TASK BRIEF: Show each line of the material below that contains the word "tree", matching case exactly.

RECORDS TO USE:

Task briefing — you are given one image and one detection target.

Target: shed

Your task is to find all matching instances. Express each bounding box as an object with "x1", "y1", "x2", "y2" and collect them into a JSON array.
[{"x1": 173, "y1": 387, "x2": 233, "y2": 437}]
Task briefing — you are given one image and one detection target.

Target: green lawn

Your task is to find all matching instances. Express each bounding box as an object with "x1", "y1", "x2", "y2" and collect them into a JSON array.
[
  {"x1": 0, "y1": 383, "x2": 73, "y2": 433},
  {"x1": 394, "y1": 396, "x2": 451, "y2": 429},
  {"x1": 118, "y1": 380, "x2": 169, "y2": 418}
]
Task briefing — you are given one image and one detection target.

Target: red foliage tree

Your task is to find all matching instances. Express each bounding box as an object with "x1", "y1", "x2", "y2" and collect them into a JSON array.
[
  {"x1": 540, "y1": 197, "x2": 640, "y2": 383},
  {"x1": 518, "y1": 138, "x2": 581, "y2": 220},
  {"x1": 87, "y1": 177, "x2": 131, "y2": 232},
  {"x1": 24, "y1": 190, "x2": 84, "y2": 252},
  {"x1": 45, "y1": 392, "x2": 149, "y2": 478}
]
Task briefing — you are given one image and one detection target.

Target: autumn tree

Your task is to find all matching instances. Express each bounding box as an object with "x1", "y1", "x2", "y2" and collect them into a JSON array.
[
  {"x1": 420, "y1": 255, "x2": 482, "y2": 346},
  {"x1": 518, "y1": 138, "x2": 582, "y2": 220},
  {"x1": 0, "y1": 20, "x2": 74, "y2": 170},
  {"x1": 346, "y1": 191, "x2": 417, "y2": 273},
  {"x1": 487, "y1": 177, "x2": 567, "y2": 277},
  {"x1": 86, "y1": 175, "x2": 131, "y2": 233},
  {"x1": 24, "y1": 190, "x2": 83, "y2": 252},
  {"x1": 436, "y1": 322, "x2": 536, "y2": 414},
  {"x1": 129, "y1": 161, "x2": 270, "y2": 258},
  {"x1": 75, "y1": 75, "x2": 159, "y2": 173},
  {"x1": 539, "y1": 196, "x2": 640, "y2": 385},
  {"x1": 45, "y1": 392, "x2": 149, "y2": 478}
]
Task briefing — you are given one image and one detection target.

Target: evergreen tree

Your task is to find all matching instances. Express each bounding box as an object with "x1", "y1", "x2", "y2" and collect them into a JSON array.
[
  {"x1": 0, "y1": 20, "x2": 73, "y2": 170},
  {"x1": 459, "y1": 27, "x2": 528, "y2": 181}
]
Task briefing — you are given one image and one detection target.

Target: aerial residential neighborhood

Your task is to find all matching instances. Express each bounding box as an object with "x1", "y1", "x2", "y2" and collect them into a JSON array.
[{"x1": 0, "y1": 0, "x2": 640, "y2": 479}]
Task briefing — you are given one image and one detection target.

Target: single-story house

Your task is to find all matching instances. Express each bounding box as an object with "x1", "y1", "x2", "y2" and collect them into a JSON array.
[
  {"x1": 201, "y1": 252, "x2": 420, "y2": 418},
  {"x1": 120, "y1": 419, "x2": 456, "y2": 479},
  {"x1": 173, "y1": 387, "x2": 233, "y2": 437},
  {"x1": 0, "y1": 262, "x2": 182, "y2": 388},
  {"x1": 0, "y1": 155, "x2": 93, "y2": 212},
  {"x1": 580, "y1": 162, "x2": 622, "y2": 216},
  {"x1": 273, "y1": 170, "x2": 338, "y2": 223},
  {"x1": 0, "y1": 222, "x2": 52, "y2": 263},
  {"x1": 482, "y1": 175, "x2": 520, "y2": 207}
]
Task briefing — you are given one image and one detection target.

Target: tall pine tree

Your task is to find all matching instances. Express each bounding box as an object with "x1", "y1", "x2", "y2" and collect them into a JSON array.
--
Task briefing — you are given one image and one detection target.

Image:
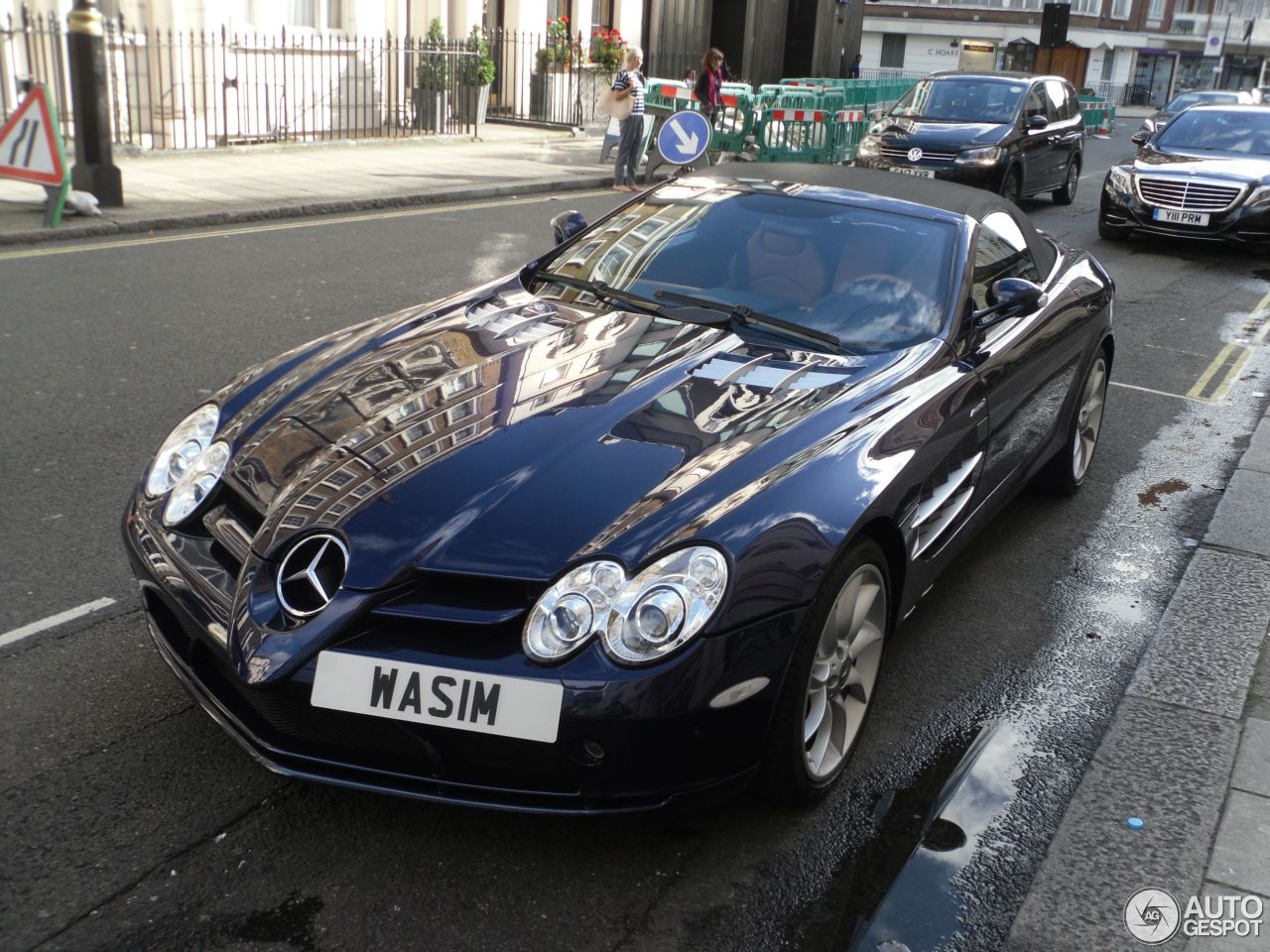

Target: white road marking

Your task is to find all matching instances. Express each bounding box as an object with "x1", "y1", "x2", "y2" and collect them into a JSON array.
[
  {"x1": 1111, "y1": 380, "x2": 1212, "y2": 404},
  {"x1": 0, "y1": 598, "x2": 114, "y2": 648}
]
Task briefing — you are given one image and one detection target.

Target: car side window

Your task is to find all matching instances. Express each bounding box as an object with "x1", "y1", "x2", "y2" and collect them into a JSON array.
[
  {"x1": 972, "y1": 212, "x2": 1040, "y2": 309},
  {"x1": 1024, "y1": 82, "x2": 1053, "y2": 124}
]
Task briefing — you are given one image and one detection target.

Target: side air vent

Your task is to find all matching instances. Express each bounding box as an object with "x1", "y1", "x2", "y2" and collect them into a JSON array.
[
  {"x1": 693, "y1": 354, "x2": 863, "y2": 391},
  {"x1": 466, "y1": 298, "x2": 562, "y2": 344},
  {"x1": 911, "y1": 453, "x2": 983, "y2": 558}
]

FULL RESPONSE:
Target: red foliage tree
Target: autumn tree
Target: evergreen tree
Target: tall pine tree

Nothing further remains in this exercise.